▶ [WHAT IS REQUIRED] How many lines in the records below contain the string "gear"? Reply with the number alone.
### THE DATA
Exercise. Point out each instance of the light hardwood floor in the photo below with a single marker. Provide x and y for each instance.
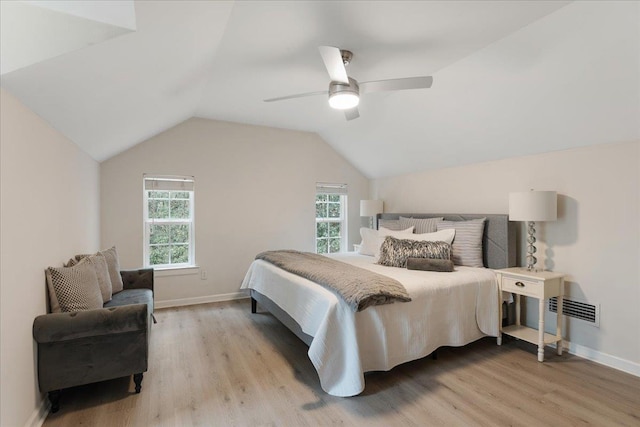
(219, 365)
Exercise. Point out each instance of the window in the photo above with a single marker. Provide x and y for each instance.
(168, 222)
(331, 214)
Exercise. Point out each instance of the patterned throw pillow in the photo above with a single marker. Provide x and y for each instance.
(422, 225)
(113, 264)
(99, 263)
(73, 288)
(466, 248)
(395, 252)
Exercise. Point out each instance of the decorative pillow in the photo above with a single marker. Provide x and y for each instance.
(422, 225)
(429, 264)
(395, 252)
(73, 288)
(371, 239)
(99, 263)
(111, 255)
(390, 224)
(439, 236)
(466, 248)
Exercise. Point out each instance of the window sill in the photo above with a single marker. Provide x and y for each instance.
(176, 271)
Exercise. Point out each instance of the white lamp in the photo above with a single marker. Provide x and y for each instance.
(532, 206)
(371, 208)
######
### THE DATA
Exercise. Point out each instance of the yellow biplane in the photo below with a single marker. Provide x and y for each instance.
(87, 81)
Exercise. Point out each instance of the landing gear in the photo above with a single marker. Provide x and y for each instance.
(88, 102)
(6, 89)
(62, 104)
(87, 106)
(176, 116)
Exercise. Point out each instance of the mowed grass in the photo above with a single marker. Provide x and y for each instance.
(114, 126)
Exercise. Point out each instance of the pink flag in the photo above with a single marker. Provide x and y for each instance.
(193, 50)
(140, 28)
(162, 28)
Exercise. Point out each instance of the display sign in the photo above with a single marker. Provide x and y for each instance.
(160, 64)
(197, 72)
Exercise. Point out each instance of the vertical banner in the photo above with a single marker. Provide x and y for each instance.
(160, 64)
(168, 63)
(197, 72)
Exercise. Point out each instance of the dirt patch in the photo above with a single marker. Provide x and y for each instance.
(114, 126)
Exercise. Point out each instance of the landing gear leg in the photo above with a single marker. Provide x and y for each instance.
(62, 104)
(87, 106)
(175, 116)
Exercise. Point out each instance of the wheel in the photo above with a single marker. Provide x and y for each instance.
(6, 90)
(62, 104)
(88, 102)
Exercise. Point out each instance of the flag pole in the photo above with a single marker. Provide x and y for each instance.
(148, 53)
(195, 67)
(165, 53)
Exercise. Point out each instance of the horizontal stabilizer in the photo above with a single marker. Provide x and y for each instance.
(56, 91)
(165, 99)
######
### THE DATA
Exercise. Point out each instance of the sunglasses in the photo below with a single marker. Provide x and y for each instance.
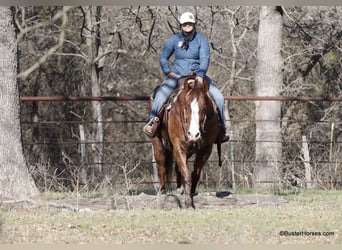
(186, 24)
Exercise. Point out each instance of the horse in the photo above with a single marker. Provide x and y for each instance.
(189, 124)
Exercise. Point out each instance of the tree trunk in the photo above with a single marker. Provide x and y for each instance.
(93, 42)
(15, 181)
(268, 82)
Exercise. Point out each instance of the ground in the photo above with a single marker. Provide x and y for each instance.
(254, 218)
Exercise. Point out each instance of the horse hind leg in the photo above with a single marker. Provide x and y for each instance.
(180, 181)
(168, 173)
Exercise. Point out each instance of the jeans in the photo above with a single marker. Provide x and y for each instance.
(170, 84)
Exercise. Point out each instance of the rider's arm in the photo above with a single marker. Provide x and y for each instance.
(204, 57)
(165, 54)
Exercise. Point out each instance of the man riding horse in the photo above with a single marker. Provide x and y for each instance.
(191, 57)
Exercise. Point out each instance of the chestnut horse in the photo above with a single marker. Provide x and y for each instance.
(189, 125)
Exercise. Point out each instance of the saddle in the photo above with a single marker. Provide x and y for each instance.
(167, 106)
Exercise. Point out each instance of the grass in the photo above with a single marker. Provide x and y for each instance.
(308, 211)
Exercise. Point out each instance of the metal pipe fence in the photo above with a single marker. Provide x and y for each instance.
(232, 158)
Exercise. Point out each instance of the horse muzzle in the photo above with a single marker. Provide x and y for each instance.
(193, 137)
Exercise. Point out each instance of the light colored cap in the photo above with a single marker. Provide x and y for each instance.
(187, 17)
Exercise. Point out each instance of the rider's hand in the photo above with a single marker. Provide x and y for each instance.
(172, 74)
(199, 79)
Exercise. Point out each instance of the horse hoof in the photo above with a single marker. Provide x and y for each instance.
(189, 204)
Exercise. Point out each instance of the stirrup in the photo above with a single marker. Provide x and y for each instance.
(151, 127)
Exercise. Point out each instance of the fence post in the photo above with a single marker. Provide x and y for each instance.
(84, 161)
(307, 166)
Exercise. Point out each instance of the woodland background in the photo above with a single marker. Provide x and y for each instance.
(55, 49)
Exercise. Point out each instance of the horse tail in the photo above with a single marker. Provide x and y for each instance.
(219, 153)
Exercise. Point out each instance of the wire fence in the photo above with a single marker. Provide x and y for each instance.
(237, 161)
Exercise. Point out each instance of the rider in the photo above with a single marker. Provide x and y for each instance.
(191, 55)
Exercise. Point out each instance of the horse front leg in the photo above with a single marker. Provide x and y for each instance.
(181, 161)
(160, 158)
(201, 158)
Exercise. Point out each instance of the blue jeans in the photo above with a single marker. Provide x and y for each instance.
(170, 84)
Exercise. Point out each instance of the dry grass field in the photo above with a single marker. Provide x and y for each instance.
######
▶ [ANSWER BELOW] 2